== REQUIRED WORK ==
Your answer should be only the lines below from the one with "Can you see the riverbank" to the one with "Can you see the logo on white", repeated exactly, ends included.

== Referring expression data ==
■ ■ ■ ■ ■
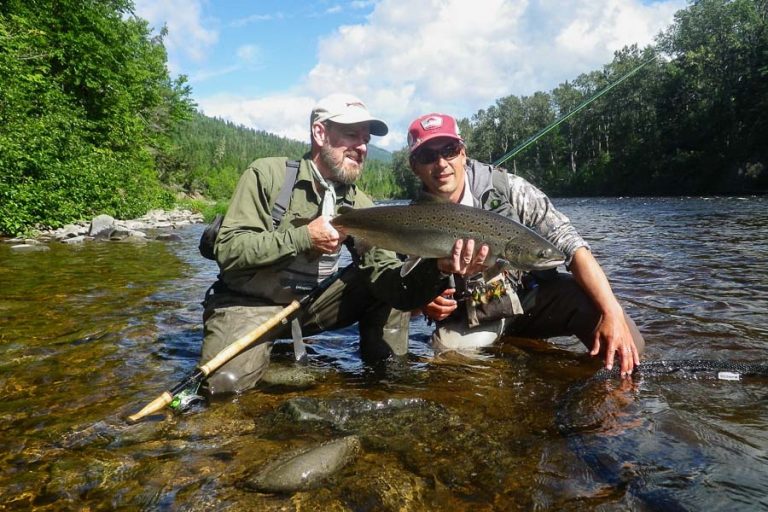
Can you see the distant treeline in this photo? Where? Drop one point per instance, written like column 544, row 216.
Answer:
column 695, row 121
column 86, row 108
column 208, row 155
column 91, row 122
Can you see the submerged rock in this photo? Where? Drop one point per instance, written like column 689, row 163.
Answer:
column 340, row 411
column 307, row 468
column 294, row 376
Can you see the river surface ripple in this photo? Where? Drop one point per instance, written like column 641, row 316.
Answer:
column 89, row 334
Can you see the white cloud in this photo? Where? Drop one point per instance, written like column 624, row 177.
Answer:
column 255, row 18
column 456, row 56
column 187, row 36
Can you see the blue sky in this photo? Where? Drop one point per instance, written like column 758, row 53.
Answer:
column 264, row 63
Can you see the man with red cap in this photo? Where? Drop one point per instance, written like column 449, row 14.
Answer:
column 536, row 304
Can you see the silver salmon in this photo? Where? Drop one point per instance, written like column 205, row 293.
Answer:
column 429, row 230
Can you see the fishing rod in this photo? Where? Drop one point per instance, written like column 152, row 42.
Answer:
column 533, row 138
column 196, row 376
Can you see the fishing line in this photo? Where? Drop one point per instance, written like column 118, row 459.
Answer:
column 533, row 138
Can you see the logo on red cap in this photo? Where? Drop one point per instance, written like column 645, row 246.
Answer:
column 432, row 123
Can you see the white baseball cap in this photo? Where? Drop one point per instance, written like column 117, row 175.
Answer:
column 346, row 109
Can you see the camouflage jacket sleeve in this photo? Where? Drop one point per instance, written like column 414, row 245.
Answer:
column 538, row 213
column 246, row 239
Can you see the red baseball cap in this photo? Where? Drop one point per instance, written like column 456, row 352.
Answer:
column 431, row 126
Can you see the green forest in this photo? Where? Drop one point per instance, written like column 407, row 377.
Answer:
column 691, row 122
column 91, row 121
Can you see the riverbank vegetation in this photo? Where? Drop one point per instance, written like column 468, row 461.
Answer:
column 91, row 121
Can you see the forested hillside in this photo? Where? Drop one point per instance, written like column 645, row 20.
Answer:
column 208, row 155
column 86, row 105
column 91, row 122
column 691, row 122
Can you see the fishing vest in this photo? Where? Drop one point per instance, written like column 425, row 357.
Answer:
column 292, row 279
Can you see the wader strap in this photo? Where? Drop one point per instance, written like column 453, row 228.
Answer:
column 284, row 198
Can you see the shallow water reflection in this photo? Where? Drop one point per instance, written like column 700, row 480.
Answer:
column 90, row 334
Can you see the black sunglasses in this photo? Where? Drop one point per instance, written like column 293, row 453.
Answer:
column 426, row 156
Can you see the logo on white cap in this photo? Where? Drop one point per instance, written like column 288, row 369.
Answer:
column 432, row 123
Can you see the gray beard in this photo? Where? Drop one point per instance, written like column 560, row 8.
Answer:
column 338, row 173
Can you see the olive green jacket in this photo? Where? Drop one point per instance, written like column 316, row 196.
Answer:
column 251, row 254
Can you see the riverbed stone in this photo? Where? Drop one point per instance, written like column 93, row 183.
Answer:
column 102, row 227
column 306, row 469
column 35, row 247
column 74, row 240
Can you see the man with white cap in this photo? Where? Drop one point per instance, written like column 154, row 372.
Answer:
column 268, row 259
column 534, row 304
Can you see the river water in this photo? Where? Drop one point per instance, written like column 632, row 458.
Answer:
column 89, row 334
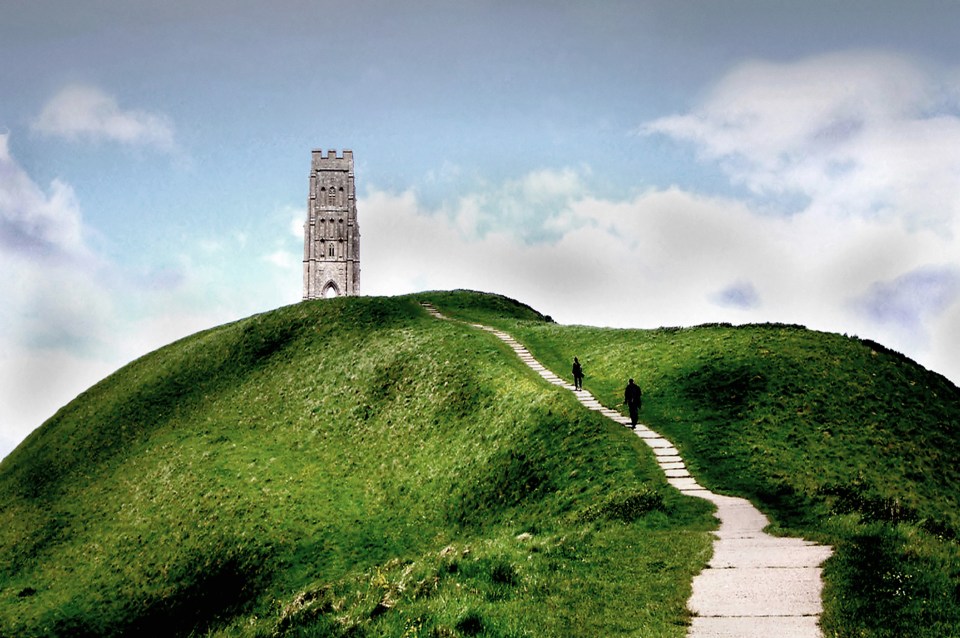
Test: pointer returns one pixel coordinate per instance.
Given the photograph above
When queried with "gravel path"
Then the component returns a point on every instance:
(755, 584)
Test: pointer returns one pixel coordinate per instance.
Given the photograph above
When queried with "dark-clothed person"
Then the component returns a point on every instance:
(633, 397)
(577, 374)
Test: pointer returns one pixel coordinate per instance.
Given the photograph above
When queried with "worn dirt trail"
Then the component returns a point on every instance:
(755, 585)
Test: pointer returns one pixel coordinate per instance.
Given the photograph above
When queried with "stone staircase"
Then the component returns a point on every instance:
(755, 585)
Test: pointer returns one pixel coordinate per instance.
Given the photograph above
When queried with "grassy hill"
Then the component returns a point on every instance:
(354, 467)
(346, 467)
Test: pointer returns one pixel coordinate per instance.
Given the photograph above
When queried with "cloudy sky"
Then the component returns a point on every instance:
(618, 163)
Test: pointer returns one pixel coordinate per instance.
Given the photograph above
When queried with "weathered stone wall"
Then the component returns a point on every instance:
(331, 236)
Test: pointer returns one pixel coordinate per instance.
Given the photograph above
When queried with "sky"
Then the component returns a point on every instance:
(619, 163)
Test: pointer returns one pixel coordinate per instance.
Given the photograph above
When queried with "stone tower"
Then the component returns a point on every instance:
(331, 237)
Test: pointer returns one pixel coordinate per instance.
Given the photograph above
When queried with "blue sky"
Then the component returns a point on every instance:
(630, 164)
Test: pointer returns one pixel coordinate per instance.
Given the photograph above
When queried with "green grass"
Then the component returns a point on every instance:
(355, 467)
(346, 467)
(838, 439)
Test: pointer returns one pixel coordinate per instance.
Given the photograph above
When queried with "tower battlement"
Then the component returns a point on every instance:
(331, 236)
■ ■ ■ ■ ■
== SOLUTION FOR THIS EXERCISE ==
Can you see the riverbank vegetation in this photo? Where? Drop one point per instance, written like column 468, row 461.
Answer:
column 91, row 121
Can you see the forested hillside in this photo? Where? Drop one point per instance, written like column 645, row 20.
Answer:
column 208, row 155
column 86, row 105
column 91, row 122
column 691, row 122
Can you see the fishing vest in this photo? Where? Drop one point per instance, written like column 425, row 357.
Answer:
column 292, row 279
Can you see the wader strap in this photo? Where? Drop one point per instance, written like column 453, row 228.
Answer:
column 284, row 198
Can you see the shallow water reflection in this photo? Where? Drop one point per instance, written like column 700, row 480.
Answer:
column 90, row 334
Can you see the black sunglasses in this photo? Where? Drop one point per instance, written like column 293, row 453.
Answer:
column 426, row 156
Can you see the logo on white cap in this photo? Where? Drop one point per instance, written like column 288, row 369.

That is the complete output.